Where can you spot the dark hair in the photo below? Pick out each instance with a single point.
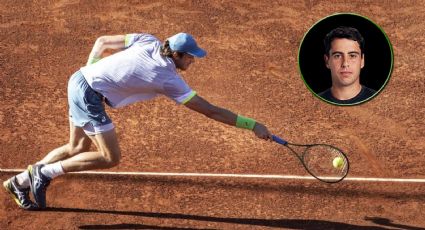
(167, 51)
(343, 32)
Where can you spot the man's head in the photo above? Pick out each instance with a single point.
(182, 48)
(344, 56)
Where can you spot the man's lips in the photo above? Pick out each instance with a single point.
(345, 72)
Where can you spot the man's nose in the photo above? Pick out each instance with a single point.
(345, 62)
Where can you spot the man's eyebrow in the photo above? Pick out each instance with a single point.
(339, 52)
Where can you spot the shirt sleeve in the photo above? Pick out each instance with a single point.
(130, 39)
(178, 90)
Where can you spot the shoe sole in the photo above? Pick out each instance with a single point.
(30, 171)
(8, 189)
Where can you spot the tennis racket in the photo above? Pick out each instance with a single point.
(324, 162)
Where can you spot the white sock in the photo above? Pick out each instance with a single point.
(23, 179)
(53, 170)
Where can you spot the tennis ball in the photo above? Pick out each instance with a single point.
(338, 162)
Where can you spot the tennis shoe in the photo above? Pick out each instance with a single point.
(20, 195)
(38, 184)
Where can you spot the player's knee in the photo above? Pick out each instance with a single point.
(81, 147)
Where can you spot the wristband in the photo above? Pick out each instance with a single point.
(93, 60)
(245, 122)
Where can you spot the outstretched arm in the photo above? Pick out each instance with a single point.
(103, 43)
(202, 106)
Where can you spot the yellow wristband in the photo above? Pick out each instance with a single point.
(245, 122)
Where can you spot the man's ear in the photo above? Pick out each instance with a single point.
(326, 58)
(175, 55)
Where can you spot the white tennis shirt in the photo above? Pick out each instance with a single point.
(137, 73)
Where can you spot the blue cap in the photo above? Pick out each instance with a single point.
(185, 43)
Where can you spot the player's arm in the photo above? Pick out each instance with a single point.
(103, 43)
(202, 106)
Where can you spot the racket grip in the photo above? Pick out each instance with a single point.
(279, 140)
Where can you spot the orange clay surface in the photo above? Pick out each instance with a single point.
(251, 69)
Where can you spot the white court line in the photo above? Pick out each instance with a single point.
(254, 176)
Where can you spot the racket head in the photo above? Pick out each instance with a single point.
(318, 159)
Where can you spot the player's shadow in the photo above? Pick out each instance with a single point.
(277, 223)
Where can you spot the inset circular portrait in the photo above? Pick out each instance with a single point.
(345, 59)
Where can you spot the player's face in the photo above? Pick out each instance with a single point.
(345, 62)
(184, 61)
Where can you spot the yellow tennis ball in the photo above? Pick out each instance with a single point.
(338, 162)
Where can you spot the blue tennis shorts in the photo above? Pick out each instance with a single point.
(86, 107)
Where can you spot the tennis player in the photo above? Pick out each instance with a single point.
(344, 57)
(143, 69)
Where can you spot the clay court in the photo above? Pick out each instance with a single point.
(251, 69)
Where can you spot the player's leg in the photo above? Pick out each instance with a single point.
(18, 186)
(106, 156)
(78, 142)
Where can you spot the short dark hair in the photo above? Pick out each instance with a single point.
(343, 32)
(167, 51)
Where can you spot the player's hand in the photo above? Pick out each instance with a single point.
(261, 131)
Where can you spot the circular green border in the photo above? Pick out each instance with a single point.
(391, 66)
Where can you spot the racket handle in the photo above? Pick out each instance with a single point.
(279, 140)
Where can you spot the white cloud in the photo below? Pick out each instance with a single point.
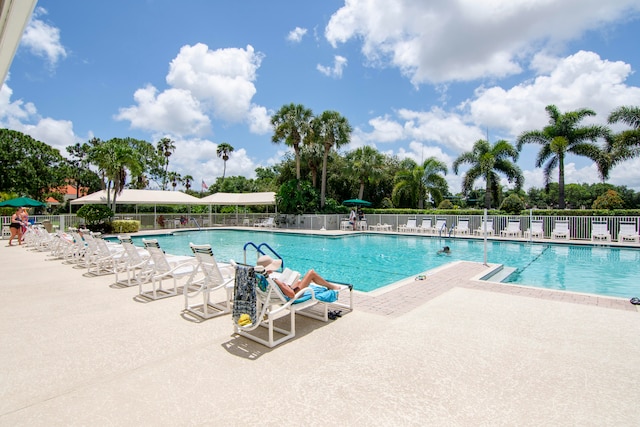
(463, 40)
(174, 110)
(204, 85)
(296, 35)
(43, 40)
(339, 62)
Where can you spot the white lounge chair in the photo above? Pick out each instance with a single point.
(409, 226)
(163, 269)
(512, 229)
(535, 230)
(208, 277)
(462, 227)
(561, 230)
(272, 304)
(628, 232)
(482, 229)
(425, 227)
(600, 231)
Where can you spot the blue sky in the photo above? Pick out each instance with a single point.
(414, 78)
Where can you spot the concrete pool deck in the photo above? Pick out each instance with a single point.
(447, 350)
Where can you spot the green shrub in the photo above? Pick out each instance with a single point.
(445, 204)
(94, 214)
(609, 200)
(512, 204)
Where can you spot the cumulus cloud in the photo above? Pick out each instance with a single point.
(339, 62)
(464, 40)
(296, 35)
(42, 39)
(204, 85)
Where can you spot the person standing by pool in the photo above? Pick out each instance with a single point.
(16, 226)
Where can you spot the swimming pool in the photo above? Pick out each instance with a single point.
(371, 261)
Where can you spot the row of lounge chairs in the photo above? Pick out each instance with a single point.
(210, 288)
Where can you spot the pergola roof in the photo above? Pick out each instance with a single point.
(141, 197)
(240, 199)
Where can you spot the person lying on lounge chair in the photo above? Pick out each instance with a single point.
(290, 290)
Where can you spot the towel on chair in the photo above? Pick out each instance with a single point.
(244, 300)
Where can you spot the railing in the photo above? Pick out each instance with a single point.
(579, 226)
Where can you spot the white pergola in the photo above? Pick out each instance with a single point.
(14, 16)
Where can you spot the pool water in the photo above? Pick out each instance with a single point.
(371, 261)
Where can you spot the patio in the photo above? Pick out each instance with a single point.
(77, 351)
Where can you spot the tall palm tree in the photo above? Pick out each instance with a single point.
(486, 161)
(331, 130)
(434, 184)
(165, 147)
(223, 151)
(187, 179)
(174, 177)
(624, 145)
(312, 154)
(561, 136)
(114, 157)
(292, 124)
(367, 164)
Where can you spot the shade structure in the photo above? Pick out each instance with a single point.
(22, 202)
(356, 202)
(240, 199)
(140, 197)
=======
• [The request] Go through the material above and print all of it exactly, except the pictures.

• [Solved exercise]
Where can you spot the dark hair in the photo below? Pick out each instance with a single point.
(167, 51)
(343, 32)
Where can you spot the man's head in the photo above? Pick out each instance with a single point.
(182, 48)
(344, 56)
Where can you spot the man's lips in the photo above? Pick out each instance with a single point.
(345, 72)
Where can you spot the man's nose in the photo above? Pick out each instance with a single point.
(345, 62)
Where can you spot the man's eyebrow in the photo above? Pick out each instance with a single point.
(339, 52)
Where can you spot the shirt sleeve in the photo above? Pick out each instance with a single point.
(130, 39)
(178, 90)
Where can you spot the shoe sole in the photo above? Pick out each instance with a single point.
(30, 171)
(8, 189)
Where can you spot the tennis racket in the photo above? Pick out each instance with a single point.
(324, 162)
Where can you spot the white sock in the photo above? Pick out each instance with a single point.
(23, 179)
(53, 170)
Where can you spot the tennis ball in the photo above? Pick out each instance with a single point.
(338, 162)
Where can you spot the tennis shoe in the photo above? Pick out each instance with a single point.
(20, 195)
(38, 184)
Where can you spot the player's knee in the photo above? Pick out each instance with a single point.
(81, 147)
Where can you spot the wristband in the photo above? Pick out each instance with a single point.
(93, 60)
(245, 122)
Where can you spot the outstretched arm in the photo above? Pick out each instance with a single point.
(103, 43)
(202, 106)
Where can you spot the yellow wristband in the photo above? Pick out each instance with a single point.
(245, 122)
Where can you spot the man's ear in the photo above? Pick out each instance with a single point.
(326, 58)
(175, 55)
Where can you spot the white tennis shirt in the photo above? Pick out each instance with a single point.
(137, 73)
Where can you spot the blue cap in the photo above? Pick out each instance with a single point.
(185, 43)
Where can you spot the player's arm in the photo above? Pick out each instance with a single point.
(103, 43)
(202, 106)
Where can you spot the racket grip in the photo above? Pick out each instance with a single point.
(279, 140)
Where can you spot the orange clay surface in the photo above? Pick out each instance with a single point.
(251, 69)
Where can you spot the white court line in the photo above? Pick out each instance with a single point.
(254, 176)
Where can you spot the racket head in the photo above? Pick out each instance with a single point.
(318, 159)
Where can you spot the player's shadow in the photo above? Pick out each instance with a single point.
(277, 223)
Where can you spot the inset circular portrait in the photo above? Pick out each instance with a single point.
(345, 59)
Where can you spot the player's face in the photo above? Pick out each instance with a single point.
(345, 62)
(184, 61)
Where can you spot the yellow tennis ball in the photo above? Pick out each instance with a single point.
(338, 162)
Where can you spot the blue tennis shorts in the photo above? Pick out each instance with a single point.
(86, 107)
Where can you spot the tennis player in the photo above? Pick out each instance with a single point.
(344, 57)
(143, 69)
Where can you spot the clay court in the photo above? Pick out each instance with a single point.
(251, 69)
Where can you spot the player's leg in the photo above? Pick out each instance with a single point.
(18, 186)
(106, 156)
(78, 142)
Where can you spot the short dark hair in the photo above? Pick out each instance with a single point.
(343, 32)
(167, 51)
Where can you spot the player's hand in the photo above? Pick out each instance with a single point.
(261, 131)
Where can you spot the circular green border in the photo above? Pick out each instance with a single point.
(391, 66)
Where can you spot the racket handle in the photo above? Pick out each instance with a single point.
(279, 140)
Where can you spot the white cloud in the photo below? Pick out each instance with a single point.
(463, 40)
(174, 110)
(204, 85)
(296, 35)
(43, 40)
(339, 62)
Where can you spot the white lounge chair in the photo above? Pick out each instance with a single point.
(409, 226)
(163, 269)
(512, 229)
(535, 230)
(208, 277)
(462, 227)
(561, 230)
(272, 304)
(628, 232)
(482, 229)
(425, 227)
(600, 231)
Where can you spot the blue sky in the photo above? Pick out each instance with a single point.
(414, 78)
Where can you spot the concrete pool deck in the photo above? Pick out each instance with a single point.
(447, 350)
Where can you spot the green shrub in the photo above? Pick out each instance with a single point.
(445, 204)
(94, 214)
(609, 200)
(512, 204)
Where can you spot the cumulus cloud in the photo above? Pick out each instance with a single point.
(339, 62)
(464, 40)
(296, 35)
(42, 39)
(204, 85)
Where can you spot the person standing by pool in the photo above? Pick out each instance with a single point.
(16, 226)
Where can you spot the swimming pool in the photo above? Pick out each instance with a single point.
(371, 261)
Where can you spot the row of lounge chairs in the photo above? Pick out each instance with a single point.
(210, 288)
Where can you spot the pergola roof in the photo above? Pick out each instance with a single point.
(141, 197)
(240, 199)
Where can you spot the person lying on lounge chair in the photo above? Pick out each instance with a single point.
(290, 290)
Where can you spot the towel on chair in the photo above? Pick out each instance with a single point.
(244, 300)
Where can you spot the railing in the photo above? Pick out each instance with a single point.
(579, 226)
Where can you spot the white pergola in the photo above? Pick out each instance with a single point.
(14, 16)
Where can you spot the pool water in the photo above? Pick out each instance with a single point.
(371, 261)
Where can you spot the patio in the photo above? Pick out each instance with a single point.
(77, 351)
Where can you spot the tall palm tree in the photo above? Pick out each instance with a single point.
(486, 161)
(331, 130)
(434, 184)
(165, 147)
(223, 151)
(187, 179)
(174, 177)
(624, 145)
(312, 154)
(561, 136)
(114, 157)
(292, 124)
(367, 164)
Where can you spot the shade structure in the photo above? Pick out each instance with a single point.
(22, 202)
(356, 202)
(240, 199)
(140, 197)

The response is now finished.